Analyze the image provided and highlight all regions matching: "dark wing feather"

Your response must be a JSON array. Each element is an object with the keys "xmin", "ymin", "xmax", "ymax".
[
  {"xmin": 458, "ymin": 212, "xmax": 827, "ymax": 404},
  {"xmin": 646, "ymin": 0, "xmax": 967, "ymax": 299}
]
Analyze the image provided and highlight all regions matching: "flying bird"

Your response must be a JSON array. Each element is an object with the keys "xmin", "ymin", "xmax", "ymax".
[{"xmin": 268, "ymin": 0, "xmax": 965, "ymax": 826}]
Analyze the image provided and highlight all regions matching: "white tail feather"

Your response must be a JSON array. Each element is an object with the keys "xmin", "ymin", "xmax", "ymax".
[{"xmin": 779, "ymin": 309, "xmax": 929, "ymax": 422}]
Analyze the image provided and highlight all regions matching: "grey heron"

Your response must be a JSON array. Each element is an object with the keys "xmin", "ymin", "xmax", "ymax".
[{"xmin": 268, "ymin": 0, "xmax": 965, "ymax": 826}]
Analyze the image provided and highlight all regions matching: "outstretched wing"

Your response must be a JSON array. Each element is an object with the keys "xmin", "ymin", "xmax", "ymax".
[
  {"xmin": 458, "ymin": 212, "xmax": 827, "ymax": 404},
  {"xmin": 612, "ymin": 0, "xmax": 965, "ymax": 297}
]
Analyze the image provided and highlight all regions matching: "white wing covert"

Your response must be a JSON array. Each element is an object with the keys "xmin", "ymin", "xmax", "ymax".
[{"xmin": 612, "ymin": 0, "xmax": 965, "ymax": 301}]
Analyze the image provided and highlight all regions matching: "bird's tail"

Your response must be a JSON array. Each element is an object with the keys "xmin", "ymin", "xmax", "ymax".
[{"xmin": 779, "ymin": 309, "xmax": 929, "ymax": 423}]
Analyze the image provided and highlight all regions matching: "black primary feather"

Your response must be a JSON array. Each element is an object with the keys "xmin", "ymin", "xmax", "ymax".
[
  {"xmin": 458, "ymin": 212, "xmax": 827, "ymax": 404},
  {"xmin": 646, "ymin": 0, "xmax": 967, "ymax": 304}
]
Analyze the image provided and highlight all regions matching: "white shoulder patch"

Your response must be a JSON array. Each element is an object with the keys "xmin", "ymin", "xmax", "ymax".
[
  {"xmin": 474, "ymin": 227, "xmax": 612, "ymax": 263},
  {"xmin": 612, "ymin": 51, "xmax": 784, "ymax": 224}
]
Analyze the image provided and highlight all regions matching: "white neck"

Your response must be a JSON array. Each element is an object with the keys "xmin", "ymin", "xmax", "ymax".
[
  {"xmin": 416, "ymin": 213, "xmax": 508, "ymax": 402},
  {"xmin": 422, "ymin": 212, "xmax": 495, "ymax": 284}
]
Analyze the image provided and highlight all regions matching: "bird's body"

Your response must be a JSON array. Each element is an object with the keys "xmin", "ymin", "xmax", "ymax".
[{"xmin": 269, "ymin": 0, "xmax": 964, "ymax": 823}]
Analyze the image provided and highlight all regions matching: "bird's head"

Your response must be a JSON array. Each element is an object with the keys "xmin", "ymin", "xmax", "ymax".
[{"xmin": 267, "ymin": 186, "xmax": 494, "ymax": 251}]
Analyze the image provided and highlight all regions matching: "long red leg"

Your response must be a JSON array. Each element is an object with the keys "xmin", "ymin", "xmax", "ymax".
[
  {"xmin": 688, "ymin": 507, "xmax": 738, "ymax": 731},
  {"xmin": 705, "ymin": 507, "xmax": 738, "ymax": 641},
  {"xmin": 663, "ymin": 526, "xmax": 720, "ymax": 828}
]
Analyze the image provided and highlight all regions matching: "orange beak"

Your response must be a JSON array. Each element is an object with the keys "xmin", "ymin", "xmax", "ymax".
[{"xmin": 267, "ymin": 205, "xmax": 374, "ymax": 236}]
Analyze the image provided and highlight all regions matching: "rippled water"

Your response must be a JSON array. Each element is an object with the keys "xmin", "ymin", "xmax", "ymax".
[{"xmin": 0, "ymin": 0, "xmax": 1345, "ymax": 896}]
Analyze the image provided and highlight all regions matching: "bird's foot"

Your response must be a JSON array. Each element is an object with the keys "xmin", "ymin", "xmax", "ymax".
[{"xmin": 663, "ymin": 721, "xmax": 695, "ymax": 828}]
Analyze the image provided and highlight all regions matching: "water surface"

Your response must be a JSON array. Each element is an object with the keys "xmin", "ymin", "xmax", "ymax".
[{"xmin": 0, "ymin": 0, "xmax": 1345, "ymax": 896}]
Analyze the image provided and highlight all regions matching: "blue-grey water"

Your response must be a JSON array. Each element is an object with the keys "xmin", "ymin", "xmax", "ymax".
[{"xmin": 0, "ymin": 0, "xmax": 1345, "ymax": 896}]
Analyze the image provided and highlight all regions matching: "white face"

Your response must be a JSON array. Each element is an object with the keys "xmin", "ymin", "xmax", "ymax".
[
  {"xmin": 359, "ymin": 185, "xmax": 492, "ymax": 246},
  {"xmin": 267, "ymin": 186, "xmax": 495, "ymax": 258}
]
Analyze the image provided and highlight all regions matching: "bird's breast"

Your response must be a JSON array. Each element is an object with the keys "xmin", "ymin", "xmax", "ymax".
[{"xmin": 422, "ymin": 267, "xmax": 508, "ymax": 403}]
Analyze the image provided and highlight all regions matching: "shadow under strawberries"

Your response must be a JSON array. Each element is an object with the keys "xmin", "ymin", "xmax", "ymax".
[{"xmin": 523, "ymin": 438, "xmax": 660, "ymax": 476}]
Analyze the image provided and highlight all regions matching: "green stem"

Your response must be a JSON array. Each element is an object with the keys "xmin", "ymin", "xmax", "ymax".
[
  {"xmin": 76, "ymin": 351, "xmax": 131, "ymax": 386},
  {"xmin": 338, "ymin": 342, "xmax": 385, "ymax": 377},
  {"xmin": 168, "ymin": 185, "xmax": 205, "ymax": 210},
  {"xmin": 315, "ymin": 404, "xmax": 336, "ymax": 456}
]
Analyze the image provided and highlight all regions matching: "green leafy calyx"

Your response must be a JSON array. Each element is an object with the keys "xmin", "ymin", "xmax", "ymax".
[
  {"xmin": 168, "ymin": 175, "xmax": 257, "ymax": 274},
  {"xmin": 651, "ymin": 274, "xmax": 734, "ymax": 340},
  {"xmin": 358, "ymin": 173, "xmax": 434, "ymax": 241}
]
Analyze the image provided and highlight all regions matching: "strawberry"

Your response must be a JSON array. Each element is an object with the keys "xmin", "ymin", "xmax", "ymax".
- - -
• TASK: List every line above that contains the word "grey", copying each one in full.

• IN RESPONSE:
Analyze the image provided and highlight all regions matching: "grey heron"
Analyze the image provided and highlight all regions matching: "blue-grey water"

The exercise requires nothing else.